◆ What you need to do:
[1] In the seating-distance thread below, how far does mark62 say he sits from a 60-inch screen?
[2] Decide whether each statement agrees with the seating-distance thread below, answering yes or no and quoting the deciding words: (a) Osage_Winter believes a 50-inch screen at 12 feet falls outside the acceptable range. (b) Ken sits 15 feet from a 40-inch screen. (c) rdcollns proposes putting a table between the couch and the wall.
[3] Please retype the stretch of the seating-distance thread below from "## Osage_Winter (Apr" through "a commercial theater...".

◆ Excerpt:
# # #
I understand about the metrics conversion -- but wow...15 feet with a 40-inch panel? Do you find your films in any way "immersive" at that distance? I only ask because many people say we're way too far with a 50" at 12 feet, though from what I have read and understand we're actually in the range of an "acceptable" distance (though at the very extreme of it)...:rolleyesno:


----------



## mark62 (Nov 5, 2013)

Osage_Winter said:


> I remember you had the in-ceiling rears...:T
> 
> 
> 
> ...


i sit 7' from a 60", perfect!


----------



## Osage_Winter (Apr 8, 2010)

mark62 said:


> i sit 7' from a 60", perfect!


Oh how I wish...:crying:

Don't forget though -- everyone's perception on this subject is different and everyone's room is a factor...in other words, you may feel comfortable at seven feet from your 60 inch set, but that may be WAAAAAY too big and in-the-face for someone that gets headaches at that distance, etc; these are the people that would sit further away from the screen in a commercial theater...

Also, many people don't want the TV or display as the main focus of their living room, if that's where it's situated -- while I'd love that prototype 110 inch Panasonic plasma in my living room, it would just dominate too much...

But don't you think Ken's seating distance is a _bit_ too extreme in that it's 15 feet from a 40 inch?


----------



## rdcollns (Oct 13, 2013)

You could place a couch height table between the couch and the wall to give you a place to put your remotes, drinks, sculpture... and then you have a little more distance from your head to the back wall, and your significant other might appreciate the table?
# # #
◆ Records shown:
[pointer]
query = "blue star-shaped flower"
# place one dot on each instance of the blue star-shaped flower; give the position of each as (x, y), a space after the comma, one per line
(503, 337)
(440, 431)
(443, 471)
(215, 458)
# # #
◆ Solution set:
[1] 7 feet.

[2]
(a) No: "we're actually in the range of an "acceptable" distance (though at the very extreme of it)"
(b) Yes: "it's 15 feet from a 40 inch"
(c) Yes: "place a couch height table between the couch and the wall"

[3]
## Osage_Winter (Apr 8, 2010)

mark62 said:


> i sit 7' from a 60", perfect!


Oh how I wish...:crying:

Don't forget though -- everyone's perception on this subject is different and everyone's room is a factor...in other words, you may feel comfortable at seven feet from your 60 inch set, but that may be WAAAAAY too big and in-the-face for someone that gets headaches at that distance, etc; these are the people that would sit further away from the screen in a commercial theater...